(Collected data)

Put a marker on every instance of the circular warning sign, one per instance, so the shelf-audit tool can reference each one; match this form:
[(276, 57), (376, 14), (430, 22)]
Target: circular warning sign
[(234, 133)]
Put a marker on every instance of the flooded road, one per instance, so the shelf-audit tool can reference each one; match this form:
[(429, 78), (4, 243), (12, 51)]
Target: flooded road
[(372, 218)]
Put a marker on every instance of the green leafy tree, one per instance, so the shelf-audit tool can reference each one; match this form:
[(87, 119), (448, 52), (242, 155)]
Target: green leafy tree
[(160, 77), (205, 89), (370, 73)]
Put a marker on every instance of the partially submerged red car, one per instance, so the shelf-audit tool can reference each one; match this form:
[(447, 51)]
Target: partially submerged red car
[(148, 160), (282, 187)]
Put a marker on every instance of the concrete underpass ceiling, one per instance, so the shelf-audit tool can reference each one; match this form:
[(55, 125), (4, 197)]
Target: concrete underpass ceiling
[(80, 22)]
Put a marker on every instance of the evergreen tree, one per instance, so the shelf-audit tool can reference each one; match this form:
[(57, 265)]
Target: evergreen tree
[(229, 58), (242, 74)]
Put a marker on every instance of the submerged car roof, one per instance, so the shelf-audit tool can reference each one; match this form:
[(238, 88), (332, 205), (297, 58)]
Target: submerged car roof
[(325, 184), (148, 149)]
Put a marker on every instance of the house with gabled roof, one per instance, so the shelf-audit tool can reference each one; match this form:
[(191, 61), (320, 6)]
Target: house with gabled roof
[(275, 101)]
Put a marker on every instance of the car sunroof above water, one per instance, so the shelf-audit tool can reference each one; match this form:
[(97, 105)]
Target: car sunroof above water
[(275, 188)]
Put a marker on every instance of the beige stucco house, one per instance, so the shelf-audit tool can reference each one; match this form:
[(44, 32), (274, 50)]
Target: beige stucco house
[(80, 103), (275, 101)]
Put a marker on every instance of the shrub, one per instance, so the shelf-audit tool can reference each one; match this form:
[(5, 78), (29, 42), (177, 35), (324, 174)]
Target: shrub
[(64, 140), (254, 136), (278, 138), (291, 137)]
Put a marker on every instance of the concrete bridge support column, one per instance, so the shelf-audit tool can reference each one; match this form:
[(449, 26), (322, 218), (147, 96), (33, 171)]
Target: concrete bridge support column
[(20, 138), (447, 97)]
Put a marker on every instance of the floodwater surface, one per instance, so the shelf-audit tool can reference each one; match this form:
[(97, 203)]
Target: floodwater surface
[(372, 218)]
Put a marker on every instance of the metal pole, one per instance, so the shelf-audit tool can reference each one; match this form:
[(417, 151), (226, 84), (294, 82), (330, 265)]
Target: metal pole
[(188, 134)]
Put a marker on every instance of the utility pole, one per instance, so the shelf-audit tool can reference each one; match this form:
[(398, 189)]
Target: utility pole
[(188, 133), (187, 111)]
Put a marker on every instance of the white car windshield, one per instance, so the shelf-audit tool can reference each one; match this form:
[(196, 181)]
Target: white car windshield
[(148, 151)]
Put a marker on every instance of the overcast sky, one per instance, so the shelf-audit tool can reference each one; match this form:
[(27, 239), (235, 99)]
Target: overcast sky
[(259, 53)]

● Exercise prompt
Write every entry out again, exactly as it stands.

● Answer area
Put a marker on every instance of the circular warning sign, one per instance, so the shelf-audit tool can reference each one; match this form:
[(276, 57), (376, 14), (430, 22)]
Target: circular warning sign
[(234, 133)]
Put a marker on every instance of the flooded road, one per instance, so the shelf-audit tool can reference each one; match this form:
[(429, 78), (4, 243), (12, 51)]
Target: flooded road
[(372, 218)]
Put a marker on every instance of the green leafy tree, one per instance, so the shelf-audit tool can reference each one; match this form:
[(87, 119), (448, 52), (242, 155)]
Target: green leafy tree
[(160, 77), (205, 89), (370, 73)]
Put a marker on every instance of the partially submerged red car, one per instance, so the shelf-audit tool can reference each one; match this form:
[(447, 51)]
Target: partially submerged red car
[(148, 160), (282, 187)]
Put a marker on every instance of the concrete underpass ceiling, one per instance, so the shelf-audit tool can reference each one; match this form:
[(55, 125), (4, 197)]
Target: concrete underpass ceiling
[(80, 22)]
Put a marker on every instance of the evergreen tree, one per instance, so the shelf-audit tool can reference each one; match this form:
[(57, 265)]
Target: evergreen tree
[(229, 58), (242, 74)]
Put a marker on every instance of the submerged car roof, one per instance, so the shelf-audit tool can reference each one; match this form:
[(238, 88), (332, 205), (297, 58)]
Target: submerged car roof
[(325, 184), (148, 149)]
Put a marker on every instance of the house with gabled roof, one per instance, so the shelf-audit tool can reference each one; match this form:
[(191, 61), (320, 6)]
Target: house with gabled roof
[(275, 101)]
Put a marker on every instance of the car sunroof above water, one per instance, so the shelf-audit tool can reference each one; match this form:
[(97, 105)]
Target: car sunroof above water
[(275, 188)]
Put a marker on every instance of the beige stucco house, one per instance, so the shelf-audit tool can reference each one; match this form:
[(44, 32), (274, 50)]
Target: beige stucco house
[(80, 103), (275, 101)]
Put a marker on every instance of the shrub, one per instance, so the shelf-audit tool can reference each one; match this form:
[(5, 78), (29, 42), (177, 35), (324, 174)]
Target: shrub
[(64, 140), (254, 136), (278, 138), (291, 137)]
Put a marker on every instance of the concrete bridge support column, one per instance, so the shelf-audit tool can reference each one; match this form:
[(449, 26), (322, 218), (147, 96), (33, 171)]
Target: concrete bridge support column
[(20, 138), (447, 97)]
Put a marker on every instance of the floodwater surface, one per instance, so the shelf-audit tool can reference each one; match this form:
[(97, 203)]
Target: floodwater surface
[(372, 218)]
Put a marker on every instance of the metal pole, one per instance, so the shelf-audit tool can reference each one; match this form:
[(417, 151), (226, 84), (294, 82), (330, 265)]
Target: metal pole
[(188, 134)]
Put a marker on every instance of the utility pole, one per instance, so the shelf-audit tool can reference each one; match this form:
[(398, 189)]
Target: utility pole
[(188, 133), (187, 111)]
Put a marker on every instance of the white car windshield, one per instance, so the shelf-audit tool can reference each one; match this form:
[(196, 181)]
Target: white car windshield
[(148, 151)]
Put a marker on every instance of the overcast sky, one per instance, so the shelf-audit tool can reference each one; match this form:
[(27, 239), (235, 99)]
Target: overcast sky
[(259, 53)]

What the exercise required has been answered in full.